Please reproduce every line of the records below without any changes, leaving out the pictures.

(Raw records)
========

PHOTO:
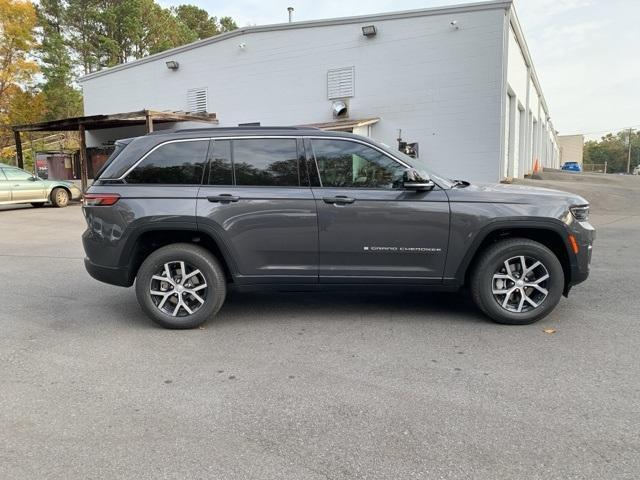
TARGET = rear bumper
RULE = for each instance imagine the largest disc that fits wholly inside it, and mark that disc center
(112, 275)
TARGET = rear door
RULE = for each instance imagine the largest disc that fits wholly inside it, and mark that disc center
(257, 203)
(24, 186)
(371, 230)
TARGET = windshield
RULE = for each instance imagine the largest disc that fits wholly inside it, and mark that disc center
(419, 164)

========

* [Solved exercise]:
PHOTO:
TARGET = rear bumper
RULE = for each instance imagine the largest disc that fits wholly inside it, and mark that disc center
(112, 275)
TARGET = rear door
RULE = for each instance imagine the largest disc that fits wholly inside it, and mark that disc center
(257, 203)
(24, 186)
(371, 230)
TARGET = windshield
RULE = for each instance imagine the largest disc that fits wholly inside it, and mark that disc center
(419, 164)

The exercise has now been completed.